Source document
__________

Where neural networks fit. You'll hear that AI runs on a "neural network." All that means is the structure being trained in the steps above: a huge web of simple math units, loosely inspired by brain cells, whose connection strengths (the "dials" and "weights" we keep mentioning) get tuned by the data flowing through. "Deep learning" just means a neural network with many layers. You don't need the internals to reason about AI well, the steps on this page are what actually matter, but now the term won't trip you up.

When scaling produces surprises: emergence

As labs poured in more data and compute, models sometimes picked up abilities nobody trained in on purpose. Flood a mostly-English model with enough other-language text and it starts translating. Feed it enough math and arithmetic starts working. Capabilities appearing unbidden, just from scale, is part of what makes this technology feel magical, and part of why even the people building it can't fully predict it.

A caution, because this gets overstated. Some researchers argue these "emergent" jumps are partly an illusion created by how we measure, a harsh pass/fail metric makes a smooth, gradual improvement look like a sudden leap. So treat emergence as real and fascinating but debated, not as proof that the model suddenly "understands" something.

So is it actually thinking?

This is the question everyone eventually asks, and the honest answer is more interesting than either extreme.

A famous 2021 paper called large language models "stochastic parrots," systems that stitch together fluent language from statistical patterns without any grasp of meaning. (The paper's main thrust is actually a warning about the costs and risks of ever-bigger models, including hidden bias from unvettable training data, which is worth knowing; the "it's just parroting" line is only one piece of it.)

__________

Supplied material
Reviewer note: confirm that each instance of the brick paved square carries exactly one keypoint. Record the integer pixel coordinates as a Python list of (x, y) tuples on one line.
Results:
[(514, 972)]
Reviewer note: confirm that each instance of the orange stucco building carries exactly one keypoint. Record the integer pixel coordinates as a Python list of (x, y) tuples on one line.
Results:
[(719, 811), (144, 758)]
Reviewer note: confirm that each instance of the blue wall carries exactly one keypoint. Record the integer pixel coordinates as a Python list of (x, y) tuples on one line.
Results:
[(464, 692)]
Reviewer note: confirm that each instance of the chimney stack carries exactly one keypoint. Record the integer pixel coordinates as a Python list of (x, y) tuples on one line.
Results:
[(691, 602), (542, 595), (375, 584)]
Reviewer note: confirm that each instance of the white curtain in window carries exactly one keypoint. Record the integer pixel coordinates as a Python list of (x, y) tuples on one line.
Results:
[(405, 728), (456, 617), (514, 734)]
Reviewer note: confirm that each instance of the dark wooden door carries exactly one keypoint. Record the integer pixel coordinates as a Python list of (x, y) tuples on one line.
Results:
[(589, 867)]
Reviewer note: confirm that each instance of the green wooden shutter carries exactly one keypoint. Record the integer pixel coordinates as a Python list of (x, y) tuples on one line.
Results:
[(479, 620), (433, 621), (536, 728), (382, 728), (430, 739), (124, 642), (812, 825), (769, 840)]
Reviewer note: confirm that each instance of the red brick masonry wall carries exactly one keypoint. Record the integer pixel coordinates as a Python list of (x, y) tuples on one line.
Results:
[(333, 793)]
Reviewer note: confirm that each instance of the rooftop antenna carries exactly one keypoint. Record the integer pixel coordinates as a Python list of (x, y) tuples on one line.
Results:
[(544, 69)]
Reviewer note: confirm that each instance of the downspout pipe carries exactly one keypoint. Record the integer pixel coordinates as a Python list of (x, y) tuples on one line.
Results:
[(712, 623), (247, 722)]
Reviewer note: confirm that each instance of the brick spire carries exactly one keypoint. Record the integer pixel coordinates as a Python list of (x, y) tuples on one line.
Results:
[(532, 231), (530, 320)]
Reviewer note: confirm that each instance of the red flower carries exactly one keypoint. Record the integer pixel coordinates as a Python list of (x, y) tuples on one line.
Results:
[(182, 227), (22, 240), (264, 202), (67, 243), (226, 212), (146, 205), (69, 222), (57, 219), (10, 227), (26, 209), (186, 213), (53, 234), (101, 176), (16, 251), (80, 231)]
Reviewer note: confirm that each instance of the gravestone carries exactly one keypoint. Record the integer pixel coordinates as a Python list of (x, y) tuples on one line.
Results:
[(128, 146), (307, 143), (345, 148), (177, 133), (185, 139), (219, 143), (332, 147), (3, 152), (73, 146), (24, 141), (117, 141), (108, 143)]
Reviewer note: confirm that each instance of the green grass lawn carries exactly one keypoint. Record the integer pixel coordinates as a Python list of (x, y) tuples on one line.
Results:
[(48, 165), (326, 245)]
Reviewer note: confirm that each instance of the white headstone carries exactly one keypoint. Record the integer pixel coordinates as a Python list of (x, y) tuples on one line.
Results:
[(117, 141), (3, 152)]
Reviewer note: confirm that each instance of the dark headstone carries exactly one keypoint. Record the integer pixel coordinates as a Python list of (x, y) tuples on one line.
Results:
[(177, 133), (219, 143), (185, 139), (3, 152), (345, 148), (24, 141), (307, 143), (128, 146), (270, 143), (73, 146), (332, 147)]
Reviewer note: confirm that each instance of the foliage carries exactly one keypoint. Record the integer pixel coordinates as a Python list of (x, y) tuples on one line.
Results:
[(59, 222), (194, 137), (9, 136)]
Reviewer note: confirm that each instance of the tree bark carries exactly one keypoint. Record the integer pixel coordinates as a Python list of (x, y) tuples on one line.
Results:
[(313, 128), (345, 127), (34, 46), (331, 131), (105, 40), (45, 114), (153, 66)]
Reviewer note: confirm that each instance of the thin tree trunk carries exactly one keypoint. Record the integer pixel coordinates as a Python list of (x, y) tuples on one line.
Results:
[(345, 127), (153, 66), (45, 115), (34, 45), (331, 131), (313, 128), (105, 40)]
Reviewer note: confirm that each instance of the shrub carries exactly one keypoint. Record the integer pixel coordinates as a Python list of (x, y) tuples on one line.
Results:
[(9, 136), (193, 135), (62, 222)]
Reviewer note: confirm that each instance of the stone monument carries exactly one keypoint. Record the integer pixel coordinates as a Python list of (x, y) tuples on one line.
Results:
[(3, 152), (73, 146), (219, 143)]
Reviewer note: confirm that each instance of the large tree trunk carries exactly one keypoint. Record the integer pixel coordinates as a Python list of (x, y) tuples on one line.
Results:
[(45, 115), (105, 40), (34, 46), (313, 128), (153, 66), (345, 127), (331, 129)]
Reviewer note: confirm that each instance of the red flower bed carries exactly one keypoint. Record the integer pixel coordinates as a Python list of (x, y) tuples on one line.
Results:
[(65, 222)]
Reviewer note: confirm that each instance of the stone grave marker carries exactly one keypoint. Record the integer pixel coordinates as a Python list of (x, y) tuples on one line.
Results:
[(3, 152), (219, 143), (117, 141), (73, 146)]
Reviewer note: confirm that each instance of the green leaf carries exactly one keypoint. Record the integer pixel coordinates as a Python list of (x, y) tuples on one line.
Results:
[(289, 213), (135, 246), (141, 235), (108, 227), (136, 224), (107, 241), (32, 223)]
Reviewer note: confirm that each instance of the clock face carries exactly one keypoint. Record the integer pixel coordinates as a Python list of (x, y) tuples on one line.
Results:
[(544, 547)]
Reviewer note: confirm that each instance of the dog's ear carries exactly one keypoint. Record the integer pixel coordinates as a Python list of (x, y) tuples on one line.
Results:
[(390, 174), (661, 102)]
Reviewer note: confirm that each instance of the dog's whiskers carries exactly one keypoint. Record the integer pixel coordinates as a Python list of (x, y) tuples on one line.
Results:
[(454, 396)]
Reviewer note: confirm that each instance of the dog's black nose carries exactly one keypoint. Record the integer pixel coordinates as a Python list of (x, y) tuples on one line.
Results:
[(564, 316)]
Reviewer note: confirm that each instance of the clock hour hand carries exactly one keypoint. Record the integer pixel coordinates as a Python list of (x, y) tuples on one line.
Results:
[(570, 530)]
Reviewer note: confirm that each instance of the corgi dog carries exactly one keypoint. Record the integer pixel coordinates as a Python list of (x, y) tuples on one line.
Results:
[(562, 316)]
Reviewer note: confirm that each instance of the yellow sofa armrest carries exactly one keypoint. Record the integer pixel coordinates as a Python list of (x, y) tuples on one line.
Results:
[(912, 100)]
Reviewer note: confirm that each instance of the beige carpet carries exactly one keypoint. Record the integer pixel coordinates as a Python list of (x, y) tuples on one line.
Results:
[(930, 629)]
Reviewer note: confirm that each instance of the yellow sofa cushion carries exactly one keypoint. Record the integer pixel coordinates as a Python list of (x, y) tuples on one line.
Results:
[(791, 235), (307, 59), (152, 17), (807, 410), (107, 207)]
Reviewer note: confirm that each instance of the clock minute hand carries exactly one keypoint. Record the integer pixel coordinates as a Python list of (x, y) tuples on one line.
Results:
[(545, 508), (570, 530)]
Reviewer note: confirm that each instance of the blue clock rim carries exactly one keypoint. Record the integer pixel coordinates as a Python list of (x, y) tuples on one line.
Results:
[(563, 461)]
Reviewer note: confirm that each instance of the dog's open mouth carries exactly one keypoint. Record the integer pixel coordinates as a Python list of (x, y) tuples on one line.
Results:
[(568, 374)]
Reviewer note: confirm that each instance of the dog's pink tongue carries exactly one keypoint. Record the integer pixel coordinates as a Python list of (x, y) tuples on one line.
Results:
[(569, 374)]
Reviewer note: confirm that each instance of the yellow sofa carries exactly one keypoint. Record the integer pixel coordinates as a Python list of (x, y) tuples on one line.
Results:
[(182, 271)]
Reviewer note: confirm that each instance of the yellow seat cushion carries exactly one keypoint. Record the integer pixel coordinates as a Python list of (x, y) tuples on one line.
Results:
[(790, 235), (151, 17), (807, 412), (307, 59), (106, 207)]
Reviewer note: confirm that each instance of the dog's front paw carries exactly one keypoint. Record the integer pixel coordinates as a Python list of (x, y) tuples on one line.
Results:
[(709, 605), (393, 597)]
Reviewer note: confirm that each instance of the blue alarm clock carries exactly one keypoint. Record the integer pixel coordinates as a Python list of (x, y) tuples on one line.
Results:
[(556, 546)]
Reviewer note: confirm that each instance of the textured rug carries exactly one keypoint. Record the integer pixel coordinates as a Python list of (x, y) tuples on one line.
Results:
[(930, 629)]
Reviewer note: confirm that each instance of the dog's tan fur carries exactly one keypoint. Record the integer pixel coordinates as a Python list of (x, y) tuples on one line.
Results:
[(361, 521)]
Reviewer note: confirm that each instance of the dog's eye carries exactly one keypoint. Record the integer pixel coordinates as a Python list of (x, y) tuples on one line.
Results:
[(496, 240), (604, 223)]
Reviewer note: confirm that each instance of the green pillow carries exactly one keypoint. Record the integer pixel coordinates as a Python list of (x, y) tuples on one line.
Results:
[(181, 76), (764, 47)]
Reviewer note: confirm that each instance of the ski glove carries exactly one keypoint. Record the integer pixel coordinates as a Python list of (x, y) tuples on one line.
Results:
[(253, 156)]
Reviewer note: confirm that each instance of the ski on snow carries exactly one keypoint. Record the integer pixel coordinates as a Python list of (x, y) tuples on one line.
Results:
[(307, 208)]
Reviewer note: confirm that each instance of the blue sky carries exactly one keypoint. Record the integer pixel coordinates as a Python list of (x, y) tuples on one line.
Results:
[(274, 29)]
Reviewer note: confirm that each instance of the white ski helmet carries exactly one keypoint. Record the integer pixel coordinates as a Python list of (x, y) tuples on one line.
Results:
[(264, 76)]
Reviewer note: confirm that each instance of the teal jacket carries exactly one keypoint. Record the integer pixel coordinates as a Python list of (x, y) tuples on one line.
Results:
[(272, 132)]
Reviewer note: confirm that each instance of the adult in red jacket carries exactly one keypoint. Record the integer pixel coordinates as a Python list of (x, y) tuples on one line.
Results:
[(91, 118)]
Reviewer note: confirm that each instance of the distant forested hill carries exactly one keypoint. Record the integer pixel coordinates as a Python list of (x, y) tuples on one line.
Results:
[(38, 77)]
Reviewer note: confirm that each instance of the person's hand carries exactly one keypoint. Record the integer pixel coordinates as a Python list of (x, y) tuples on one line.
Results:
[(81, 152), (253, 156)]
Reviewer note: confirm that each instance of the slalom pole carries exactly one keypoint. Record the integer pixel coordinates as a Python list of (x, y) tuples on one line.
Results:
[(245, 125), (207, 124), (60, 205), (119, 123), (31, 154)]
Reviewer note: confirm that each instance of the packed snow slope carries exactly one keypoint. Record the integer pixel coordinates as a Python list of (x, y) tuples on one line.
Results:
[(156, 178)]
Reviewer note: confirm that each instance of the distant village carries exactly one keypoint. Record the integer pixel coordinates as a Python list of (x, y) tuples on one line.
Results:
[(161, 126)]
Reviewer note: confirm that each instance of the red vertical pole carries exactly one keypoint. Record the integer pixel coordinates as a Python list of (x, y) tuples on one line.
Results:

__________

Exercise instructions
Extract the full passage above about neural networks, emergence, and whether AI is really thinking, reproducing it word for word.

Answer
Where neural networks fit. You'll hear that AI runs on a "neural network." All that means is the structure being trained in the steps above: a huge web of simple math units, loosely inspired by brain cells, whose connection strengths (the "dials" and "weights" we keep mentioning) get tuned by the data flowing through. "Deep learning" just means a neural network with many layers. You don't need the internals to reason about AI well, the steps on this page are what actually matter, but now the term won't trip you up.

When scaling produces surprises: emergence

As labs poured in more data and compute, models sometimes picked up abilities nobody trained in on purpose. Flood a mostly-English model with enough other-language text and it starts translating. Feed it enough math and arithmetic starts working. Capabilities appearing unbidden, just from scale, is part of what makes this technology feel magical, and part of why even the people building it can't fully predict it.

A caution, because this gets overstated. Some researchers argue these "emergent" jumps are partly an illusion created by how we measure, a harsh pass/fail metric makes a smooth, gradual improvement look like a sudden leap. So treat emergence as real and fascinating but debated, not as proof that the model suddenly "understands" something.

So is it actually thinking?

This is the question everyone eventually asks, and the honest answer is more interesting than either extreme.

A famous 2021 paper called large language models "stochastic parrots," systems that stitch together fluent language from statistical patterns without any grasp of meaning. (The paper's main thrust is actually a warning about the costs and risks of ever-bigger models, including hidden bias from unvettable training data, which is worth knowing; the "it's just parroting" line is only one piece of it.)